**RECORDS SHOWN**

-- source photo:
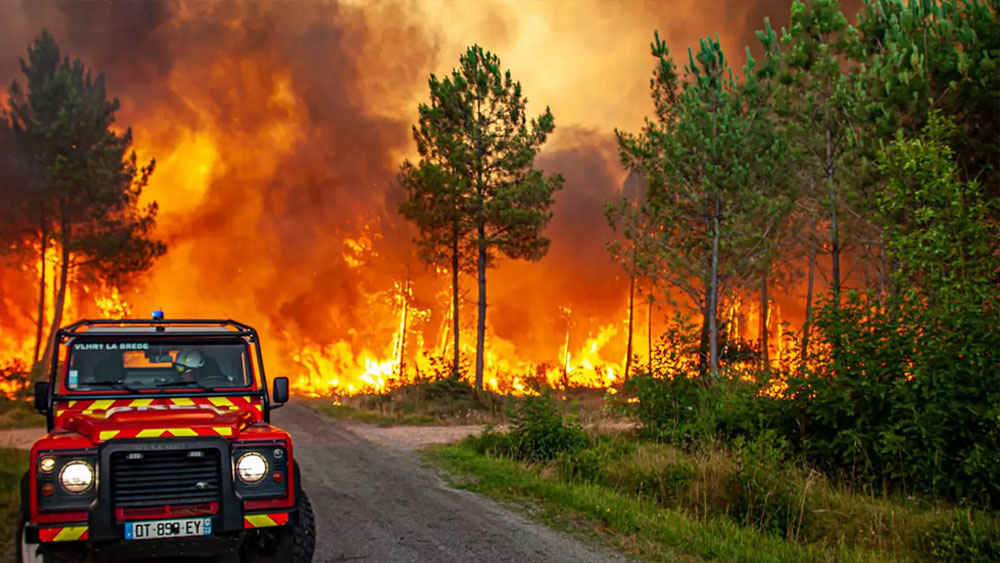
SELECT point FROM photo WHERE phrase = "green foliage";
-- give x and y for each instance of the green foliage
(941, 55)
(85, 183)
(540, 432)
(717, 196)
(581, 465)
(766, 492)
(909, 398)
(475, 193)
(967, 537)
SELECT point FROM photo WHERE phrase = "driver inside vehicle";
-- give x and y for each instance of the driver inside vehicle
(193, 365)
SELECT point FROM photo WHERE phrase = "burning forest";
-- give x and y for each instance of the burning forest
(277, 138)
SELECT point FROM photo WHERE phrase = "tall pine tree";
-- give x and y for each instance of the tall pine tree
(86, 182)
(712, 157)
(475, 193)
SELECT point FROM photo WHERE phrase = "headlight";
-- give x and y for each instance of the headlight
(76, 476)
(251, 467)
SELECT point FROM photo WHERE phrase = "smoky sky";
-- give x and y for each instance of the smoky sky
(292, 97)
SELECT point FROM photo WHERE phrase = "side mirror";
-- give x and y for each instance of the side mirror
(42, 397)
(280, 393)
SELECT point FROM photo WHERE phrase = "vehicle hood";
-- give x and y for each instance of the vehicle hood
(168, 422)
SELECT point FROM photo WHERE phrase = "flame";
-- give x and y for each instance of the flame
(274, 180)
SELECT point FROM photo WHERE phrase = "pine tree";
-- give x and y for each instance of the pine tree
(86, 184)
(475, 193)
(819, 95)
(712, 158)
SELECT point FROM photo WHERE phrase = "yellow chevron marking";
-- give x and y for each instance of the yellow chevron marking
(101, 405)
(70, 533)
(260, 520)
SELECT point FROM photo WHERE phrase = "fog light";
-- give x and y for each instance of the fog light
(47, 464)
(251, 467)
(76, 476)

--

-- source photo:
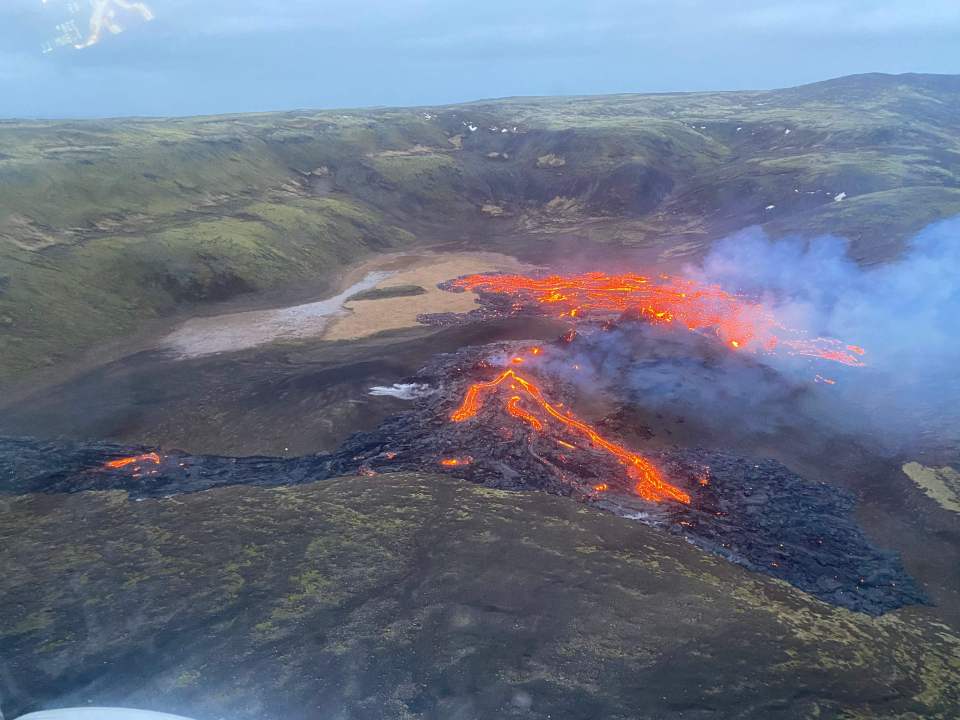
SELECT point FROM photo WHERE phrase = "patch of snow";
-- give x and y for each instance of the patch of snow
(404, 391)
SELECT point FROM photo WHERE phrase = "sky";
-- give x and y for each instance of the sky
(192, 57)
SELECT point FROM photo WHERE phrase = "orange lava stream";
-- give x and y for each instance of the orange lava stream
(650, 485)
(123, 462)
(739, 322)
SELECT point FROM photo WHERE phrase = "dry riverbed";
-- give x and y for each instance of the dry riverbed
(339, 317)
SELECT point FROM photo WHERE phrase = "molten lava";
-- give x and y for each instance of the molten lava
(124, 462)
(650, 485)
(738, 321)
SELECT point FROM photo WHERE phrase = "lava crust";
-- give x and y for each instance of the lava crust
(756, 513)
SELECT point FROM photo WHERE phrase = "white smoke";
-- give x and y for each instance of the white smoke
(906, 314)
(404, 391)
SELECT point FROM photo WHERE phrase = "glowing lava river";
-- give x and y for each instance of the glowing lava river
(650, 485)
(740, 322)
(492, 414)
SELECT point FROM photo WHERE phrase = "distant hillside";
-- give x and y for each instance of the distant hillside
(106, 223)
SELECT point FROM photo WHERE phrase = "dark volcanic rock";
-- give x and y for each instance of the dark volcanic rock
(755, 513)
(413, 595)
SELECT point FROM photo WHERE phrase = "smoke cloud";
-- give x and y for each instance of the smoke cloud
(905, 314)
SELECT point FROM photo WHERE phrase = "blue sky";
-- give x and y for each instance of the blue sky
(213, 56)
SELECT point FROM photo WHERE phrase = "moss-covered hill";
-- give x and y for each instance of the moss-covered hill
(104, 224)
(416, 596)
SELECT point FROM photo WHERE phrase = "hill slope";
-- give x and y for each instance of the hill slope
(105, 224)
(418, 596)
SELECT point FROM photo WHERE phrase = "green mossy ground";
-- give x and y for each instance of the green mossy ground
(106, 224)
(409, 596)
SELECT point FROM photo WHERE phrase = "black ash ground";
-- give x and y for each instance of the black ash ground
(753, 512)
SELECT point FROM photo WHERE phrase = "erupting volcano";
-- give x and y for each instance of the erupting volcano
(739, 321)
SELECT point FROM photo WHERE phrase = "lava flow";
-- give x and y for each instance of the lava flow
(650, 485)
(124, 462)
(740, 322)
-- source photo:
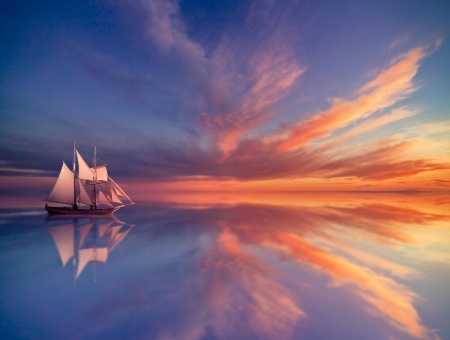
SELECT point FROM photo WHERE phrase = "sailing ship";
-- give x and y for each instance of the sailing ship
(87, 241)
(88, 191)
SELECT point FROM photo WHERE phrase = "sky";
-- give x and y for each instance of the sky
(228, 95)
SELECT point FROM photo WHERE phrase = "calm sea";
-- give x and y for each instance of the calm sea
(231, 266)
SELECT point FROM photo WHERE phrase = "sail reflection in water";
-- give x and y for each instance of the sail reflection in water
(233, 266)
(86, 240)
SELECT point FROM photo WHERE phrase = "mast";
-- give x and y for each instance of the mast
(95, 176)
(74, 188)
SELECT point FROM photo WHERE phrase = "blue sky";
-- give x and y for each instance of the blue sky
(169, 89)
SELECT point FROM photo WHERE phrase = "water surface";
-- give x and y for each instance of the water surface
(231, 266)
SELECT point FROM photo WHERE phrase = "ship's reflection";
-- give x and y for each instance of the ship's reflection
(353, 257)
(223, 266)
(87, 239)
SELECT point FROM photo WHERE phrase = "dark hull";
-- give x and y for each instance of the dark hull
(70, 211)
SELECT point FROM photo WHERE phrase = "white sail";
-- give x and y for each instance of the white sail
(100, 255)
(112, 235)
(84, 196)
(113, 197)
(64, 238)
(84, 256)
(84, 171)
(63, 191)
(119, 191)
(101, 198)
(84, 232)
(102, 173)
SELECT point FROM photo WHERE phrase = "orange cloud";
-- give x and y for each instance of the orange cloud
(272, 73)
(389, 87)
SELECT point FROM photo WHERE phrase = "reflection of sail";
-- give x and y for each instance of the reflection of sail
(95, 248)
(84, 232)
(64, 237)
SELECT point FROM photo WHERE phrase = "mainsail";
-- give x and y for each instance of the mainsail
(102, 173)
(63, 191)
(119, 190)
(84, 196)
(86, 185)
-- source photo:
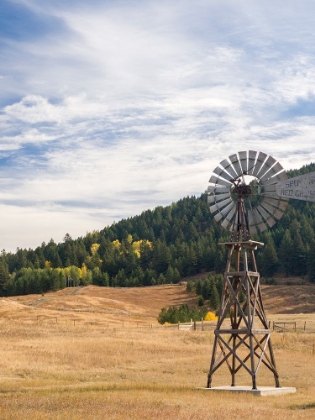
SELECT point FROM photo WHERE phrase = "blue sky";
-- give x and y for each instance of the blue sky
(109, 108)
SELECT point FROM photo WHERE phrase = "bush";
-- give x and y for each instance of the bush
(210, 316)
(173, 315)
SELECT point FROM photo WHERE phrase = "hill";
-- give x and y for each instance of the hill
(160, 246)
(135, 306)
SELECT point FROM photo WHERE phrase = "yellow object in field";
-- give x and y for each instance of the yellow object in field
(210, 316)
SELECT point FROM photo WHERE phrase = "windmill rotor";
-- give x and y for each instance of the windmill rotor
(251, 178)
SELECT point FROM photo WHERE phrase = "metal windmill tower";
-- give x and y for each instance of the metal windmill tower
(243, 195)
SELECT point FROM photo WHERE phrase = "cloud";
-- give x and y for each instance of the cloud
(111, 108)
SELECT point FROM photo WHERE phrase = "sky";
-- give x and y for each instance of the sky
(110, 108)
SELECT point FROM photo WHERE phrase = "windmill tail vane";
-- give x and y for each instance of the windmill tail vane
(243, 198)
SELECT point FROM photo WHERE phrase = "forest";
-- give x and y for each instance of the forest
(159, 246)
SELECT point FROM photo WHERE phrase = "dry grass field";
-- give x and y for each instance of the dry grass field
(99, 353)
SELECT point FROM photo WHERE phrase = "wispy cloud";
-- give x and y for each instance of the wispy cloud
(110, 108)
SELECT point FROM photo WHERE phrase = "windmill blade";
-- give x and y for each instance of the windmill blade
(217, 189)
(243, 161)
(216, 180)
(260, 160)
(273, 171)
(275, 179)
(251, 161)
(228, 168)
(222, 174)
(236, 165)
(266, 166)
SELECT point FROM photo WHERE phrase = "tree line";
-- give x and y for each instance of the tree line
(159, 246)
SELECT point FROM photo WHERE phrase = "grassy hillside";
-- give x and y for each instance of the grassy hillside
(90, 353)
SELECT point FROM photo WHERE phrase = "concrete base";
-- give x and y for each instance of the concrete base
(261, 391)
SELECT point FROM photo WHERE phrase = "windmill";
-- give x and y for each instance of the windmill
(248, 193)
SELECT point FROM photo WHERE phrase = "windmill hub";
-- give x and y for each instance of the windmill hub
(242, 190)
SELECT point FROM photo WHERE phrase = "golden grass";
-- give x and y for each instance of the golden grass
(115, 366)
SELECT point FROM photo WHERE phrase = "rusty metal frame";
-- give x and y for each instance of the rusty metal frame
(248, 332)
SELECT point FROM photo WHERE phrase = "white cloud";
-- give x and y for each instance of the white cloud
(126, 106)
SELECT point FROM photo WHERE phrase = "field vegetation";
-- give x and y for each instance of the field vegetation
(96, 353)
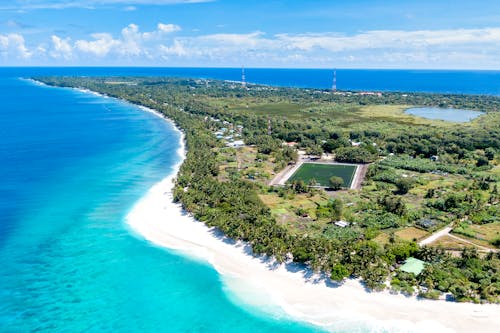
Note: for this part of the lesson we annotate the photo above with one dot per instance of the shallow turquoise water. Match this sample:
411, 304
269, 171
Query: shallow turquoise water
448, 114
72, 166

---

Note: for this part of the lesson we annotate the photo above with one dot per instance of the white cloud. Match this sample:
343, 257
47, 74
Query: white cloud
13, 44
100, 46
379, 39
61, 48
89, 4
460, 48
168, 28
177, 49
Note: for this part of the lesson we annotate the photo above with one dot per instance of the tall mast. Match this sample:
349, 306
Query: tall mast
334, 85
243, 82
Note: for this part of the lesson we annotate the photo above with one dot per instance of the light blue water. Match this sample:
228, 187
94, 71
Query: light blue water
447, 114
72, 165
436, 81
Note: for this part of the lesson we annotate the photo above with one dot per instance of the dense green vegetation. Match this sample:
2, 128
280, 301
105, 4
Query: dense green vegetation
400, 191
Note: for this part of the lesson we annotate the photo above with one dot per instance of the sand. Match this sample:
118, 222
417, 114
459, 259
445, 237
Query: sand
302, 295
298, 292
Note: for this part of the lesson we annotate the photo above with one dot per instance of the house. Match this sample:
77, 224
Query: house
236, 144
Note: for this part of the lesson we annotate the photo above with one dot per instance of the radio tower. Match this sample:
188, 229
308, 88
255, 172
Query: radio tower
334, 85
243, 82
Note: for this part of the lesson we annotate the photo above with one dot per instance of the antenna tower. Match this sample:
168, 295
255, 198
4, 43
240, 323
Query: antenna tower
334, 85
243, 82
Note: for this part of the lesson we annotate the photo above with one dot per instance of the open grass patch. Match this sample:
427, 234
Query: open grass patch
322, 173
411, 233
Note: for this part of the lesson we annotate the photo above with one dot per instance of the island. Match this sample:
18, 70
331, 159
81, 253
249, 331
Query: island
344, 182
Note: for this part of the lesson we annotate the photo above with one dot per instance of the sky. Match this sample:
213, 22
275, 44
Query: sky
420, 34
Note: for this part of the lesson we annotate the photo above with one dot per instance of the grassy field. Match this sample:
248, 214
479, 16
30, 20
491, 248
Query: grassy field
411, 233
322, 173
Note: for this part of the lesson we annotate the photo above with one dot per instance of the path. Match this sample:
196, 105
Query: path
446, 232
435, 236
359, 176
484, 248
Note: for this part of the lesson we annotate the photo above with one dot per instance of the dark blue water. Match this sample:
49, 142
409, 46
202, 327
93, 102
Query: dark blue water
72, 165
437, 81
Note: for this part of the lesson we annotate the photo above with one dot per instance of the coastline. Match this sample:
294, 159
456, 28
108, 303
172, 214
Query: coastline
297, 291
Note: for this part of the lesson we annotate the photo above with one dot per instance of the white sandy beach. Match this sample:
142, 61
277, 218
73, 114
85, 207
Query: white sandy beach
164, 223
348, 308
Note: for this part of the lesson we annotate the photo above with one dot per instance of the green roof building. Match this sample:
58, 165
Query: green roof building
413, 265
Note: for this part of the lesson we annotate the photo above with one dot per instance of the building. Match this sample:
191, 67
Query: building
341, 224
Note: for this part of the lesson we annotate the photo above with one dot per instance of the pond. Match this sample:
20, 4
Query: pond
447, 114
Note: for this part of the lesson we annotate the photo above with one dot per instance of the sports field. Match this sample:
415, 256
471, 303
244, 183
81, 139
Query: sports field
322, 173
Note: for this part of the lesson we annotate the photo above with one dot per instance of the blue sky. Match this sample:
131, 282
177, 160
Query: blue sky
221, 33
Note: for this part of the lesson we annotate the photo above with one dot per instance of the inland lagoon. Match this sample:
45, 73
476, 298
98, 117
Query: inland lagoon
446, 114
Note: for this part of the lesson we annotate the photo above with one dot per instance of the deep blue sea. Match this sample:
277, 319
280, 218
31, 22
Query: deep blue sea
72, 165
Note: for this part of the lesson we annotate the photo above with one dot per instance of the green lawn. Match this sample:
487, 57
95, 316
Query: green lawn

**WORK TO BE COMPLETED**
If the word "lawn" appears in a line above, copy that line.

**RESULT OF THE TASK**
Note: for this part of the lesson we annotate the photo above with one dot per instance of the green lawn. Match this sample:
Query: green lawn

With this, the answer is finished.